_What the task requires_
Below are the entries; return every line among them that holds the word "grass".

Provided data Start Marker

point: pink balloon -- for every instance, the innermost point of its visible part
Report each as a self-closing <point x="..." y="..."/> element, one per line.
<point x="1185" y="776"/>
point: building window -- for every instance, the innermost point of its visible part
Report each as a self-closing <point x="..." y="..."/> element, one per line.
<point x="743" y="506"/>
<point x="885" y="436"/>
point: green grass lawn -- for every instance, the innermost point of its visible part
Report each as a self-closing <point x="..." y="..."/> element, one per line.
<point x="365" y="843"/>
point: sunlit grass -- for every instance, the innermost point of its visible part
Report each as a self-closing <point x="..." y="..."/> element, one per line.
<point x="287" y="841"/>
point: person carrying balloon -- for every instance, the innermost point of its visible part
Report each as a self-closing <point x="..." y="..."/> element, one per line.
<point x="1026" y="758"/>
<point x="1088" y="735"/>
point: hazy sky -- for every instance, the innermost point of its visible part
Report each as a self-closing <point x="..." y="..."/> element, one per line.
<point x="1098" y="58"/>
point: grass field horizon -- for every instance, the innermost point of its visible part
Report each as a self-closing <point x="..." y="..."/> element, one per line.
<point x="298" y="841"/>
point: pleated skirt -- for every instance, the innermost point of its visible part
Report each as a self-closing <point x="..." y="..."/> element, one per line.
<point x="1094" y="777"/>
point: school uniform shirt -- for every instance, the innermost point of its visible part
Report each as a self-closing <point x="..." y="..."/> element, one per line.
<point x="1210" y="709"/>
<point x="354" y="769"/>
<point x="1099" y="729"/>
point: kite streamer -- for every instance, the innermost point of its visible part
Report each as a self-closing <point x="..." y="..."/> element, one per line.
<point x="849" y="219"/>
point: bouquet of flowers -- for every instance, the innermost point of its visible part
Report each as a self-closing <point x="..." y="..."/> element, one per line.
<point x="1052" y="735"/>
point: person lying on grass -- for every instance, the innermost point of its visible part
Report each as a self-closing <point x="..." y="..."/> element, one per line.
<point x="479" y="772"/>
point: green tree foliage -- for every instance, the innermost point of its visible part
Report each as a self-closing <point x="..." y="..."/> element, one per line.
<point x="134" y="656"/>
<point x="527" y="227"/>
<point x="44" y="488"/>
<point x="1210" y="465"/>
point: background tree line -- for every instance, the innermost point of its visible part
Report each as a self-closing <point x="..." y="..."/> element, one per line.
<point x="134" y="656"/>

Provided data End Marker

_Output for this exercise_
point: green grass lawn -- for every instance, the innermost point of its visible part
point: sunlit grass -- for every instance, the innermost point of its visible part
point: grass field horizon -- for every instance, the innermost point of its visible part
point: person lying on grass -- for every instance, the innermost point of its visible part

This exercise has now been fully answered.